INSTRUCTION A:
Answer these questions about the forum thread on an iPad 2 and iOS 8, marking each answer to match:
(i) Which phone did the first poster update without problems?
(ii) How long has the first poster's dad had his iPad 2?
(iii) What did ardandy find after updating?
INSTRUCTION B: Reproduce the section of the forum thread on an iPad 2 and iOS 8 that opens with the words containing "Its vaugly better" and closes with "more than welcome.".
INSTRUCTION C: Resume the forum thread on an iPad 2 and iOS 8 from the point where it stops.

SELECTED EXCERPT:

= = = = = = =

# Ipad 2 and ios8? Running issues?



## Guitarjon (Jul 13, 2012)

I'm just wondering if any of you guys had experienced any issues regarding updates to ios8 on an ipad 2. 

I personally have an ipad 5(air) and haven't actually updated it due to lack of storage. I have done my phone (iPhone 5s and run into no problems). 

I updated my dads ipad 2 when the new release came out and it hasn't been the same since. It was shocking until they released 8.1 but still isn't great. Trouble is I feel a little sorry for him. It sounds sad but due to servere illness and mobility he can't do a deal and does enjoy playing games on his ipad. He's fed up with it now. He can't get out and about and my mum is his career - cleans, feeds, toilets him etc. he can't press buttons but can just about work the touch screen without too much issue. He doesn't type or anything on the pad just swipes and presses... Anyway he hasn't been getting up and out of bed as he's fed up of his ipad freezing and error messages (scrabble network issues a lough I've looked into this and it's an app development issue connecting to Facebook). 

It's generally laggy and rubbish.

I've deleted any crap and cookies, unwanted apps, etc. still no better, i then did a factory reset contents and settings thinking this may get rid of ios8 but it didn't. 

Its vaugly better but still not great. I'm hoping the days of ipad 2 haven't gone as they are not cheap things to renew. He's had it a year. He said he got the ipad due to it being easy to use and said its working like a £40 one from eBay. It is frustrating as I've been using it.

So any tips/ help suggestions are more than welcome.


----------



## ardandy (Aug 18, 2006)

Wish I'd never updated mine either, lot slower.

Typical apple tactics of getting you to buy another.


----------



## S63 (Jan 5, 2007)

= = = = = = =

[Pointing records for named objects]
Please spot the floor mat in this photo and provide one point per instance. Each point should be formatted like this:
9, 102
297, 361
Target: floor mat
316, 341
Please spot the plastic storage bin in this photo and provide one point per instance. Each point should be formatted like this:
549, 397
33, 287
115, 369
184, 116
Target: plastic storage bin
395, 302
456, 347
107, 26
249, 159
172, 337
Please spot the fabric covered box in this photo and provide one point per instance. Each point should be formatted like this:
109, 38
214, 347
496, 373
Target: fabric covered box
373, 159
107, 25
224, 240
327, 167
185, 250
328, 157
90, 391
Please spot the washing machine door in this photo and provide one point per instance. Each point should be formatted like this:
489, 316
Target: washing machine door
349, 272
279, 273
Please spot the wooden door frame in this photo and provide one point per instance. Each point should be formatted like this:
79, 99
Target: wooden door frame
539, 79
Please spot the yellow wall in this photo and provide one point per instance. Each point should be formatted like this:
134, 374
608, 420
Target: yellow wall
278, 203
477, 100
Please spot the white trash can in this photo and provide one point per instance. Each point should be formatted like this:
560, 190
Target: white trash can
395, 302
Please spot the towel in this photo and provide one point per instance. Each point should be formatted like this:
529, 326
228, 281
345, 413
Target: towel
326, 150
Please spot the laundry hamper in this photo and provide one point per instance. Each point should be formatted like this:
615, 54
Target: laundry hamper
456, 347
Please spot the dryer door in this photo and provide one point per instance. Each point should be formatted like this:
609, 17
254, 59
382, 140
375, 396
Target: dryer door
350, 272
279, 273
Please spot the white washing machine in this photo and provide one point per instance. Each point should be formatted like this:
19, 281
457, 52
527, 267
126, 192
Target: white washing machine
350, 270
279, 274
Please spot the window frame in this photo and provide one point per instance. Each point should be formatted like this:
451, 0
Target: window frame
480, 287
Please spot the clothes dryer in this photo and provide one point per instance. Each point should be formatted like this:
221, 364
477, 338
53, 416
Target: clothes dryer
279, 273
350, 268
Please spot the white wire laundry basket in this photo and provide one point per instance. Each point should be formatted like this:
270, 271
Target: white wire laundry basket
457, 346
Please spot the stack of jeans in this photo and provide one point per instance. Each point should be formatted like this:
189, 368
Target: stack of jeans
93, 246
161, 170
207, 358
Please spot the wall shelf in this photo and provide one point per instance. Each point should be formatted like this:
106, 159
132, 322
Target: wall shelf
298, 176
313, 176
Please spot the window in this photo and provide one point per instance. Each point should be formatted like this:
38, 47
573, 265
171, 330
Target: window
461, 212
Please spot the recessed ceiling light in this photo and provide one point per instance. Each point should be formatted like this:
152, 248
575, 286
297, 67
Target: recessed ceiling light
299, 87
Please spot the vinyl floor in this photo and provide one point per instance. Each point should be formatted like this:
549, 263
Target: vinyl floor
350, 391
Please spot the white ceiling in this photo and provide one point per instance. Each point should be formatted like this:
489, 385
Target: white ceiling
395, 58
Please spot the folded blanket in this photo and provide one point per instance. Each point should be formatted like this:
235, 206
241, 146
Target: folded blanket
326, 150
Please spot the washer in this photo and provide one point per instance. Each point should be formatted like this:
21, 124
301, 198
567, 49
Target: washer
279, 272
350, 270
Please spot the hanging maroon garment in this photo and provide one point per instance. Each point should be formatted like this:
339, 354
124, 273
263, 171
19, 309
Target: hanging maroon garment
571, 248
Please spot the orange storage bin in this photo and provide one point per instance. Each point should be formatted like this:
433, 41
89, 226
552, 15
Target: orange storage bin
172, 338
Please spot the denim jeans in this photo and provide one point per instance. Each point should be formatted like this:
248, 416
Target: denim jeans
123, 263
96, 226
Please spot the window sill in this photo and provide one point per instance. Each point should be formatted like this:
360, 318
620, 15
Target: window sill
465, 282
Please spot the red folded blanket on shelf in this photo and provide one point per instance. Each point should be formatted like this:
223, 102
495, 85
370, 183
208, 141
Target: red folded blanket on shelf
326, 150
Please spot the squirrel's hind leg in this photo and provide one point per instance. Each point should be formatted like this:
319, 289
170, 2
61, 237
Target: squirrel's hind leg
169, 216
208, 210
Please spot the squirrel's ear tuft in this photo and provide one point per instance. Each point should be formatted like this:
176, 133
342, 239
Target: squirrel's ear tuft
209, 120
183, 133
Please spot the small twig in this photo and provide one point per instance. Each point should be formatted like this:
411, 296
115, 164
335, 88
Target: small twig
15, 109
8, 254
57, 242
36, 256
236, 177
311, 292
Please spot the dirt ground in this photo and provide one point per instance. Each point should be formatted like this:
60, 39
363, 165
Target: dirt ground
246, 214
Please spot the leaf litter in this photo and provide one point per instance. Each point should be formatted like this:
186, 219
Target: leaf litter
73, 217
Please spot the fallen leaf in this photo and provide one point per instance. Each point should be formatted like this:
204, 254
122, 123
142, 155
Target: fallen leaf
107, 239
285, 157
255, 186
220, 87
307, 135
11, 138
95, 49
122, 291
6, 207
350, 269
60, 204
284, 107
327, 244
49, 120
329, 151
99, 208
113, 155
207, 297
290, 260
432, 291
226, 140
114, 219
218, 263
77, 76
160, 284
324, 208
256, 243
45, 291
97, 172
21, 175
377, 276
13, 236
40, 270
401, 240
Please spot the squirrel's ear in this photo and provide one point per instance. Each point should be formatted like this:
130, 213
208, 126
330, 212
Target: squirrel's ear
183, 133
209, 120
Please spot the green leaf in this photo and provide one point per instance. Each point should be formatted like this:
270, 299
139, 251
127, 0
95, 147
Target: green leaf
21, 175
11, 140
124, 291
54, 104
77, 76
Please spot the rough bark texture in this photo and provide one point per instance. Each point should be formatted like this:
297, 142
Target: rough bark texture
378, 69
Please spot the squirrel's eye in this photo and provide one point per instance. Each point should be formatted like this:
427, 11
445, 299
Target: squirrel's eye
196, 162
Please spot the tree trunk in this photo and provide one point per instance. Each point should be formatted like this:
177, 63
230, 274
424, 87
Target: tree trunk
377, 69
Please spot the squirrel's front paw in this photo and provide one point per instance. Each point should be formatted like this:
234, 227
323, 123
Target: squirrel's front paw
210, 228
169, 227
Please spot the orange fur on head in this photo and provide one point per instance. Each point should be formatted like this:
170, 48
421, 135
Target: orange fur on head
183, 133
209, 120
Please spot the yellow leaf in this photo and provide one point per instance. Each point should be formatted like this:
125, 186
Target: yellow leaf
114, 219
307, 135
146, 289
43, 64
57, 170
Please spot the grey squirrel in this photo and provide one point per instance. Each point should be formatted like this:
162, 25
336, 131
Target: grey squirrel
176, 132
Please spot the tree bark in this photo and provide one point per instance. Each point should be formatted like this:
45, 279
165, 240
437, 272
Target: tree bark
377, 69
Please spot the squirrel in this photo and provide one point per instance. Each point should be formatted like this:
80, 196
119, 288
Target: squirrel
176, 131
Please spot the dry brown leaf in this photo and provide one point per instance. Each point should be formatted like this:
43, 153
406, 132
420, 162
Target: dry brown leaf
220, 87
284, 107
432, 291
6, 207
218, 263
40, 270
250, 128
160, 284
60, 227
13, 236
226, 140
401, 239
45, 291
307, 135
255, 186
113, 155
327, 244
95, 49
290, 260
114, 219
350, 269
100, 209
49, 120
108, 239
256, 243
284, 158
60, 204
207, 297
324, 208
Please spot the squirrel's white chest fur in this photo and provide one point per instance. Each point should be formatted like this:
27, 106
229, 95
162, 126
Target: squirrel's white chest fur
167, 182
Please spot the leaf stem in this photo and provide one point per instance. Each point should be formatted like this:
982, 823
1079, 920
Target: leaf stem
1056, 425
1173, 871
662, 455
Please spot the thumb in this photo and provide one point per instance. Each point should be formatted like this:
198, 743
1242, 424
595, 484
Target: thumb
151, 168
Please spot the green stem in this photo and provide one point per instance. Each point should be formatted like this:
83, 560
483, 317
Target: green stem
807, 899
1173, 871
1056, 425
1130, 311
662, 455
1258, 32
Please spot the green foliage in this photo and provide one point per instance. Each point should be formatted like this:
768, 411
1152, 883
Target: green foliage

= = = = = = =

EXERCISE RESPONSE A:
(i) An iPhone 5s.
(ii) A year.
(iii) It was a lot slower.

EXERCISE RESPONSE B:
Its vaugly better but still not great. I'm hoping the days of ipad 2 haven't gone as they are not cheap things to renew. He's had it a year. He said he got the ipad due to it being easy to use and said its working like a £40 one from eBay. It is frustrating as I've been using it.

So any tips/ help suggestions are more than welcome.

EXERCISE RESPONSE C:
I have an Ipad 3, exactly the same boat as you, awful,since I loaded 8. Put 8.1 on this morning, the only plus to come out of this is a better performing keyboard, the other issues remain.

I've written to to Tim Cook asking for a new Ipad, can't believe he hasn't got back to me.

P.S. However difficult it might be, get your Dad a new IPad.


----------



## Guitarjon (Jul 13, 2012)

I'll wait a little longer and give him my 5 air and I'll get a new one. I feel partly responsible advising him to get the cheaper ipad 2 at the time which is still fairly expensive. I also updated his ipad.

I always though a factory reset took off the added on iOS but it doesn't appear to have, any way of reversing this?


----------



## S63 (Jan 5, 2007)

Guitarjon said:


> I always though a factory reset took off the added on iOS but it doesn't appear to have, any way of reversing this?


No sadly there isn't now, I say now because it was possible to revert to IOS7 for just a few days after the launch of IOS8. I found out a day too late:wall:

Why Apple can't keep old versions whilst they sort out current bugs is beyond me.


----------



## cole_scirocco (Mar 5, 2012)

Mine is the iPad 3rd gen mini I think, and is so laggy and freezes, it's so crap!


----------



## ncd (Dec 12, 2005)

Glad I've seen this thread as we have an iPad2 as well, but haven't updated as yet. Don't think I will until Apple get their act together. Just can't believe you can't wipe it and put an older version on. Poor show from Apple.


----------



## danwel (Feb 18, 2007)

ncd said:


> Glad I've seen this thread as we have an iPad2 as well, but haven't updated as yet. Don't think I will until Apple get their act together. Just can't believe you can't wipe it and put an older version on. Poor show from Apple.


Yeah I will wait to update my iPad 2 and 4S too


----------



## Naddy37 (Oct 27, 2005)

Having the same problems too. Resetting the network settings worked for a bit, but now, back to being slow and frequent lock-ups.


----------



## S63 (Jan 5, 2007)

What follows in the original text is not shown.